What is the evaluation process like?
The in-person evaluation typically lasts two to four hours and involves an in-depth clinical interview and psychological testing. You will be given a variety psycho-metric assessments to evaluate your mental health symptoms prior to you entering the evaluators office. You then will be engaged in the comprehensive bio-psycho-social interview to gather information relevant to supporting your immigration case.
All of our evaluations are comprehensive and are tailored to the needs of the client. We consider all your attorney’s recommendation and our aim is to assist you with providing a compelling and detailed written report.
Can you work through an interpreter?
Yes, We work with interpreters regularly. We have a Spanish speaking interpreter on staff at an additional cost. Please note: clients are responsible for finding and bringing an interpreter to the appointment. We can provide assistance with getting an interpretor to work with you, but we encourage you try to find your own. The professional interpreter charges their own fees, which may be costly. The client would be fully responsible for the cost of any interpreters that may be used during the time of our service. We recommend finding an interpreter for the evaluation if possible.
Do I need to bring anything with me to the appointment?
In most cases, no. However, there may be instances in which obtaining a copy of your medical or legal records would be helpful. We can discuss this at the time of the evaluation.
How much do you charge for Immigration & Mental Health Evaluations and the related comprehensive, hand written report?
I charge $995 for evaluation and related report. This includes a clinical interview, records review, and a comprehensive hand typed 15-25 page report that will be first class mailed to your attorney or representative (or to you directly if not represented by an attorney).
Additionally, I may be available for your court hearings as an expert witness at the hourly rate of $275. This would include any testimonies provided at immigration court.
Do I have to pay the full amount at the time of the appointment?
I require a minimum payment of $500 at the time of the appointment. You can pay the remainder at a later date but the report will not be developed and sent to your attorney or any related parties until full payment has been rendered.
I will not send the report to the attorney (or to you) until you have paid in full.
What forms of payment do you accept?

[Stored entries]

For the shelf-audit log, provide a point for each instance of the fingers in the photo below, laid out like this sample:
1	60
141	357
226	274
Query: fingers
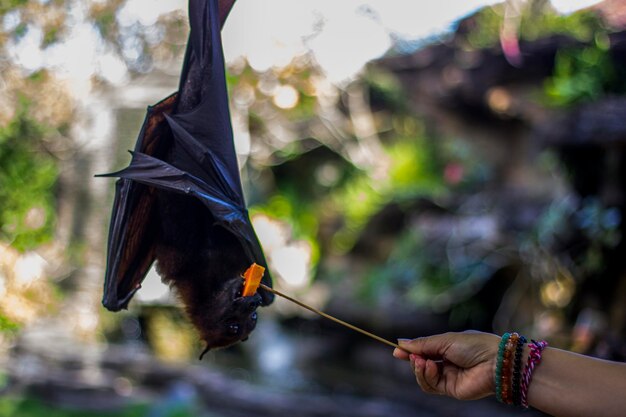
401	354
433	346
427	375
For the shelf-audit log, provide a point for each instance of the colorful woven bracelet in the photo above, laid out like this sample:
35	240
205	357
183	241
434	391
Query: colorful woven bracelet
534	359
498	373
517	371
507	368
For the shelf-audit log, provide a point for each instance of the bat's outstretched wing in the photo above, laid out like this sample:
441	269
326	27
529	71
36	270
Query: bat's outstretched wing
133	228
192	130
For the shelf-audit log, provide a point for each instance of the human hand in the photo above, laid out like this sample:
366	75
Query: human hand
459	365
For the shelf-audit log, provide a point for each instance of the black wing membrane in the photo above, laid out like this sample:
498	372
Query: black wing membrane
194	128
133	228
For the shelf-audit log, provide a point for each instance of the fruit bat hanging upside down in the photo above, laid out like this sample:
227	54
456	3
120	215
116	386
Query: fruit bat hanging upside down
180	200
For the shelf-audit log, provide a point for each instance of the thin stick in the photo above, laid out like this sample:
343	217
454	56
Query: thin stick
328	316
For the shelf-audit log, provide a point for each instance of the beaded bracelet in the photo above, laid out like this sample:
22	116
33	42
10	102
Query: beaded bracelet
507	368
517	371
498	373
534	359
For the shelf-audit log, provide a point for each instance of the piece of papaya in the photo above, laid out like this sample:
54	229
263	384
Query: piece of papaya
252	279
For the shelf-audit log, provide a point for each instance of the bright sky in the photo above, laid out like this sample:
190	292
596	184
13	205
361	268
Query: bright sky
343	34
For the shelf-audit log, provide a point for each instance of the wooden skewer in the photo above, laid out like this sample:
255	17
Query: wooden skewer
328	316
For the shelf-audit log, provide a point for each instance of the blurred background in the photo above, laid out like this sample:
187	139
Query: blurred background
410	167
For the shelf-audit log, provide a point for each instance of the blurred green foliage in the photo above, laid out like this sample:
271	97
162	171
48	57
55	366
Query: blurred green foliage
8	5
7	325
584	74
538	20
31	407
27	178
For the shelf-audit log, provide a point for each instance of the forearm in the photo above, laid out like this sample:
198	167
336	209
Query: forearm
566	384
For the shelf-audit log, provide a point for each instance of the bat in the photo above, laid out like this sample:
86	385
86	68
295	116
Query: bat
180	201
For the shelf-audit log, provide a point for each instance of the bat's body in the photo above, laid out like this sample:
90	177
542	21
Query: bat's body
180	200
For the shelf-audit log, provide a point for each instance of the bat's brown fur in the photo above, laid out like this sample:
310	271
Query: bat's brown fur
204	262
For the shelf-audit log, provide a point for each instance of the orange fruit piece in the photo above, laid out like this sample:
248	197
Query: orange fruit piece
252	279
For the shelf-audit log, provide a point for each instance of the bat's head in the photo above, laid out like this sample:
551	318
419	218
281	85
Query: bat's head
221	315
230	318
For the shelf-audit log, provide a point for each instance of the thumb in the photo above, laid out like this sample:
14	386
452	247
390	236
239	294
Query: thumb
429	347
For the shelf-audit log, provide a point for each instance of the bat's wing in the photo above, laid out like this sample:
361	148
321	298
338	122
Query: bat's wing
201	161
133	228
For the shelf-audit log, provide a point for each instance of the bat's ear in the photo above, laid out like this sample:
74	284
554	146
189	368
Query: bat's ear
206	349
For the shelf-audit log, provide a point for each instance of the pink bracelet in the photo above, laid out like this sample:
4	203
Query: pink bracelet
534	359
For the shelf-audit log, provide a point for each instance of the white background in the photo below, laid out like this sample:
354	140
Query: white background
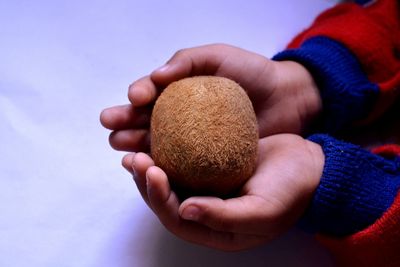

> [What to do]
- 1) In the evaluation FAQ, what hourly rate is given for appearing at court hearings as an expert witness?
- 2) Quote the evaluation FAQ, starting at "The in-person evaluation" and ending at "through an interpreter?".
- 3) Write the next part of the FAQ about immigration mental health evaluations, continuing from its final line.

> [Written answers]
- 1) $275 per hour.

- 2)
The in-person evaluation typically lasts two to four hours and involves an in-depth clinical interview and psychological testing. You will be given a variety psycho-metric assessments to evaluate your mental health symptoms prior to you entering the evaluators office. You then will be engaged in the comprehensive bio-psycho-social interview to gather information relevant to supporting your immigration case.
All of our evaluations are comprehensive and are tailored to the needs of the client. We consider all your attorney’s recommendation and our aim is to assist you with providing a compelling and detailed written report.
Can you work through an interpreter?

- 3)
I accept cash, money orders and credit/debit cards only. There is an additional 4% processing fee for all credit card payments.
What is the report like?
After the interview, I write a comprehensive (15 to 25 pages) report outlining your personal (family, educational, medical, etc.) history, any mental health diagnoses and clinical interpretations that support your reason for your immigration petition. All reports include a summary paragraph where I answer the legal question specific to the case. I may also request and include medical or legal records that are relevant to your case.
How quickly will you have the report ready after our appointment?
I typically send reports to attorneys (or directly to clients, where applicable) within two to maximum three weeks after meeting with the client.
How will a psychological evaluation help?
The answer to this question differs depending on the type of case (i.e. hardship vs. U visa vs. asylum.) However, the general purpose of a mental health evaluation for immigration court is to document any mental health conditions or diagnoses and to describe, from a psychosocial perspective, how potential deportation would impact a client and their family. A mental health evaluation can also help address discrepancies in a client’s report of personal history or clinical presentation, for example, by citing research regarding memory and posttraumatic stress disorder.
Research studies have demonstrated the utility of psychological evaluations in immigration cases. For example, in a study of asylum seekers, 89% of those who received a medical evaluation from Physicians for Human Rights (PHR) were granted asylum, versus the national average of 37.5% of US asylum seekers who did not receive PHR evaluations.